◆ **What needs to be done**: Output the lines below exactly, please, from the first line until the line with "box: [70, 102, 184, 289]", counting both.

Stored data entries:
__________________________________________________

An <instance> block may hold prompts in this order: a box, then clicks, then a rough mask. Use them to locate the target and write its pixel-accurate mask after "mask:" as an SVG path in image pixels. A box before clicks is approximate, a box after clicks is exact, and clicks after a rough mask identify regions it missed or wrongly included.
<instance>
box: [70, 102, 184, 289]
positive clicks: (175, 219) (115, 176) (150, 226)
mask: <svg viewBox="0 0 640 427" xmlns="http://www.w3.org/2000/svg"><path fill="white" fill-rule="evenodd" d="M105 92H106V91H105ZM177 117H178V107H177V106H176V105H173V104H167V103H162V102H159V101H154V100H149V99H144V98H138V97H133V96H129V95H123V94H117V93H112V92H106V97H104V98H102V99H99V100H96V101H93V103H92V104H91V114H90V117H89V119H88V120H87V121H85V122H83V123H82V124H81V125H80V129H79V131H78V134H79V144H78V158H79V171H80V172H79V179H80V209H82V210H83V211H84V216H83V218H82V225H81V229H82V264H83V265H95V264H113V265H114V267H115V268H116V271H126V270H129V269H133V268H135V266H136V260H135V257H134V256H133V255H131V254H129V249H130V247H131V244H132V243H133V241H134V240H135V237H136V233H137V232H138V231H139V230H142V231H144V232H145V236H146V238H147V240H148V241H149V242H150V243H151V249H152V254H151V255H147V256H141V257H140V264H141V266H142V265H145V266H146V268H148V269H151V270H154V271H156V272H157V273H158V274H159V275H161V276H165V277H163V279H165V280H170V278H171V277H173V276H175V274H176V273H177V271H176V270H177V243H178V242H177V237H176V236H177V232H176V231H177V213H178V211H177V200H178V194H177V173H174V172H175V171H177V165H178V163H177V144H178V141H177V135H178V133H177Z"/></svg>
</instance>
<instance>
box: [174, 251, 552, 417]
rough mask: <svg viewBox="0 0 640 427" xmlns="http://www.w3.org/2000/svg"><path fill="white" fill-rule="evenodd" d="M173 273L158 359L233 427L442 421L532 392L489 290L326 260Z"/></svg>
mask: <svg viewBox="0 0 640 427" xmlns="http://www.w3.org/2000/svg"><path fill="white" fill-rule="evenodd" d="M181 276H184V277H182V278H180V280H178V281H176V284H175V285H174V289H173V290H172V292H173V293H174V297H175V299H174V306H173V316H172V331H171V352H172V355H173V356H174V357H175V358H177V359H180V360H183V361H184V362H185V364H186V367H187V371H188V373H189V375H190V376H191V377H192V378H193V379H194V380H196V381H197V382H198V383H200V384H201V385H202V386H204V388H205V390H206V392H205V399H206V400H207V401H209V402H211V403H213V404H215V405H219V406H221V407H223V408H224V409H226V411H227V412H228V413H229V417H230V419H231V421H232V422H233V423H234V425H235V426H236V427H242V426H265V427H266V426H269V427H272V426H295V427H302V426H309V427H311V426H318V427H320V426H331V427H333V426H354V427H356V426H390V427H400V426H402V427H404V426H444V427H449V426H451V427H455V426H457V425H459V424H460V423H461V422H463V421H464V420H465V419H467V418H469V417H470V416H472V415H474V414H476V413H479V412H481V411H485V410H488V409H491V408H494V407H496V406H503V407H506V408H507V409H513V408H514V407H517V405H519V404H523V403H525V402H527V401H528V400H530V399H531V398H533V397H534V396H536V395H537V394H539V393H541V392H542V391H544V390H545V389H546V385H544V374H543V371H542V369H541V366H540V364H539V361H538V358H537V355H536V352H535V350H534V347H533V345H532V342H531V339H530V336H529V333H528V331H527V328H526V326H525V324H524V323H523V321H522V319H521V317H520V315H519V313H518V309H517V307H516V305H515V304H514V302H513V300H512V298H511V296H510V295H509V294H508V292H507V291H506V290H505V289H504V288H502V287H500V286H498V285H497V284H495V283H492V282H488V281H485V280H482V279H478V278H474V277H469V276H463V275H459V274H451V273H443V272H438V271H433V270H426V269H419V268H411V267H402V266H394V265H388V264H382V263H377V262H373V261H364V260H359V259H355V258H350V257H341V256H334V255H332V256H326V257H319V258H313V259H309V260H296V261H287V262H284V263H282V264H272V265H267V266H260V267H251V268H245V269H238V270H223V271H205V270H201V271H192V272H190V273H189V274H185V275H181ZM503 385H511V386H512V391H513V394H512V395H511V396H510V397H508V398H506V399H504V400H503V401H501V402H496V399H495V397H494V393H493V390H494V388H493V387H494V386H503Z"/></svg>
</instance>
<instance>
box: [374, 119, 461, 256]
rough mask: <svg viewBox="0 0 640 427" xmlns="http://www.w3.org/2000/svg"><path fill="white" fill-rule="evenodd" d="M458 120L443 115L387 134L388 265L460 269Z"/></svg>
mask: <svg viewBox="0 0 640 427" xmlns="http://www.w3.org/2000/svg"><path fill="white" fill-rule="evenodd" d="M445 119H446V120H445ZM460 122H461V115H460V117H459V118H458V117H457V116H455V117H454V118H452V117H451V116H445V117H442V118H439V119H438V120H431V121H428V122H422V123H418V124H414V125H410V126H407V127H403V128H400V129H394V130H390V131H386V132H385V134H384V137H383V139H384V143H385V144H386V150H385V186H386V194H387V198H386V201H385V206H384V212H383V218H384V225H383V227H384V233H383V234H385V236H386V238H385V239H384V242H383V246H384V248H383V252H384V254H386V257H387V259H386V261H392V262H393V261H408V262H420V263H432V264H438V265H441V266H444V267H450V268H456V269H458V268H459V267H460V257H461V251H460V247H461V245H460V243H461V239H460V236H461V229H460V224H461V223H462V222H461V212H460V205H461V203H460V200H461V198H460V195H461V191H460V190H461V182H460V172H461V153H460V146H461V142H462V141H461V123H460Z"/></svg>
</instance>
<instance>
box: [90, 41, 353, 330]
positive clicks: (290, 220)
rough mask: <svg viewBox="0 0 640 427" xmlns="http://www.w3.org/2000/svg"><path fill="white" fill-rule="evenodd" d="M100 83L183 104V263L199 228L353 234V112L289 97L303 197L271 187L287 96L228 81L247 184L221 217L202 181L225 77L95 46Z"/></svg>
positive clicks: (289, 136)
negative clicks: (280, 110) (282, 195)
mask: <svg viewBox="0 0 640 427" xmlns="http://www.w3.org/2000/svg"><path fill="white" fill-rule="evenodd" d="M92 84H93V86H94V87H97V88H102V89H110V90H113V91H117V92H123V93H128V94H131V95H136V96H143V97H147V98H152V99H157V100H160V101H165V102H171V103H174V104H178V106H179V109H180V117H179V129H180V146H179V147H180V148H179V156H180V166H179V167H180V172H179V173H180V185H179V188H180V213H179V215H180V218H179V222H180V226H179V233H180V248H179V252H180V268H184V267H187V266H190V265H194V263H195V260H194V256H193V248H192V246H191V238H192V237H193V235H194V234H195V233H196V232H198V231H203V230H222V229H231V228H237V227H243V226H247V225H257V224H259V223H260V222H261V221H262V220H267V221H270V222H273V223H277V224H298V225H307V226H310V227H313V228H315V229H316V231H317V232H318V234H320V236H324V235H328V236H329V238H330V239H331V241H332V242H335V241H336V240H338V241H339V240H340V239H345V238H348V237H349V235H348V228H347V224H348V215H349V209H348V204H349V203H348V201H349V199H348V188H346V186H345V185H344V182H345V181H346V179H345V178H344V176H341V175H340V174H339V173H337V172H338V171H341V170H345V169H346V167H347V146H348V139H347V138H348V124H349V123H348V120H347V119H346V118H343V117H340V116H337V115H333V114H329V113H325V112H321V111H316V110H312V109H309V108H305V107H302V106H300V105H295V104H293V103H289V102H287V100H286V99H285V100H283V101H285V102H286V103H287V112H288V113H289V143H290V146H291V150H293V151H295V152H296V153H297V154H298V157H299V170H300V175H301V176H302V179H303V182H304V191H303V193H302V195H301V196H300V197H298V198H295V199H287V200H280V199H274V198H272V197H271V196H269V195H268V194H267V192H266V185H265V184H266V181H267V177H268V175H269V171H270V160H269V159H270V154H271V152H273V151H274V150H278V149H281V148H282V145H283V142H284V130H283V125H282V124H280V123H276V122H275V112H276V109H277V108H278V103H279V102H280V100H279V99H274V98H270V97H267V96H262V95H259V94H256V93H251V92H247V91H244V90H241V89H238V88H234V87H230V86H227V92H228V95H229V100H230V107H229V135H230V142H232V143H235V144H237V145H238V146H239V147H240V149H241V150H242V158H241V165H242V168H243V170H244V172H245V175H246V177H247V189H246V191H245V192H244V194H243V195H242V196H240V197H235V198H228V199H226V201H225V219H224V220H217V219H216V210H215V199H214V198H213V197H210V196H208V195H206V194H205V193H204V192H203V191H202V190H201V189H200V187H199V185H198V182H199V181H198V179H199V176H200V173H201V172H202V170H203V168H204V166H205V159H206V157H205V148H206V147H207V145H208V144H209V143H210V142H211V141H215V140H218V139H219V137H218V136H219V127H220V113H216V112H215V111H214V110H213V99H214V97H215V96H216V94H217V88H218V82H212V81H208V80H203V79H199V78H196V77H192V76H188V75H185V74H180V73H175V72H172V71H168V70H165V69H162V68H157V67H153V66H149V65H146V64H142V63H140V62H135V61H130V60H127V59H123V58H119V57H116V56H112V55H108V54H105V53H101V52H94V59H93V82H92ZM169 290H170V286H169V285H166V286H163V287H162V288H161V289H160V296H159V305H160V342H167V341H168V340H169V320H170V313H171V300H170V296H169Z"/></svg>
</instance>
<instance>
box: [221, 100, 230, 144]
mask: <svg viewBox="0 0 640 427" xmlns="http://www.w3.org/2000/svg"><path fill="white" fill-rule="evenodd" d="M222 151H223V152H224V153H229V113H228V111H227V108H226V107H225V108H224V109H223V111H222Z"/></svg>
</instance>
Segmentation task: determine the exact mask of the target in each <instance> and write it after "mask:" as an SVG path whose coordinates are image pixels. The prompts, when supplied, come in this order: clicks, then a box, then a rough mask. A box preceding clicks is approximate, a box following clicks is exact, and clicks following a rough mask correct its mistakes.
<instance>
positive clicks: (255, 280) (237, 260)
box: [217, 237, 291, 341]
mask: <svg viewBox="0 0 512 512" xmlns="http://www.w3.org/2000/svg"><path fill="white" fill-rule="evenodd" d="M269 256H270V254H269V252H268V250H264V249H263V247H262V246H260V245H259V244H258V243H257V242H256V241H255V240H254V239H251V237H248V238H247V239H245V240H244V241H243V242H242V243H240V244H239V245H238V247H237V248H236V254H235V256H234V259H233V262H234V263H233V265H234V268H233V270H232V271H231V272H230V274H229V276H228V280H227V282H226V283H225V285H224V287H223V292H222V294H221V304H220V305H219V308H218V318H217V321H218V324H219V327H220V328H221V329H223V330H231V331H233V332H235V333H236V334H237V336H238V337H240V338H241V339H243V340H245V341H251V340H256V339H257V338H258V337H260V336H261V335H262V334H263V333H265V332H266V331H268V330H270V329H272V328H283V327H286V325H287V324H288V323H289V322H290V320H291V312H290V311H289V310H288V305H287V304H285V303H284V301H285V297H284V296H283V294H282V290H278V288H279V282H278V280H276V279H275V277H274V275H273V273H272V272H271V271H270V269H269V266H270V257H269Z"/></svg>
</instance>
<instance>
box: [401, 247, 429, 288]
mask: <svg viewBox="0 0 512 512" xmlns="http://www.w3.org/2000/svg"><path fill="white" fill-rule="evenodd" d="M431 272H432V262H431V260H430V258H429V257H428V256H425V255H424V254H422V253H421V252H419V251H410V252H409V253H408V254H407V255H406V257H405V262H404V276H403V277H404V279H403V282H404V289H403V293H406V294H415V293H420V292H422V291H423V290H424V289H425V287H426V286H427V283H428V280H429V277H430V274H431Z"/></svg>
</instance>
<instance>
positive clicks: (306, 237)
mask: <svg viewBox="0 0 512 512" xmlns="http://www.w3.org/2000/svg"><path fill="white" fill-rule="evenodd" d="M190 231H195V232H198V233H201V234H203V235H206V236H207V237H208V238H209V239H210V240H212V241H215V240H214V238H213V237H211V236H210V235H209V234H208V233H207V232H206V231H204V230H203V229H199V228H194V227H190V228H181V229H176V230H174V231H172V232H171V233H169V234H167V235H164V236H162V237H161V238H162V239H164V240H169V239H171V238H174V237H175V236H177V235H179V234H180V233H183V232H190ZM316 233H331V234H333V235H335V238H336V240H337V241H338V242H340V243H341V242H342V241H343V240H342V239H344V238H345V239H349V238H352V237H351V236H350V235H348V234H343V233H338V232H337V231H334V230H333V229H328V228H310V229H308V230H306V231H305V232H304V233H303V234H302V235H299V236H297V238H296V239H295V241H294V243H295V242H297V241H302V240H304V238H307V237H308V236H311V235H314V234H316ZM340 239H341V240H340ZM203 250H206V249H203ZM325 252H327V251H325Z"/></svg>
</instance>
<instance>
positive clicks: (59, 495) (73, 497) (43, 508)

__________________________________________________

◆ **Response**:
An <instance> block may hold prompts in this order: a box, then clicks, then a rough mask. Use them to locate the target and write its pixel-accurate mask after "mask:" as an SVG path in image pixels. A box before clicks is approximate, a box after clicks is exact, and clicks after a rough mask identify regions it missed or wrongly included.
<instance>
box: [70, 102, 184, 289]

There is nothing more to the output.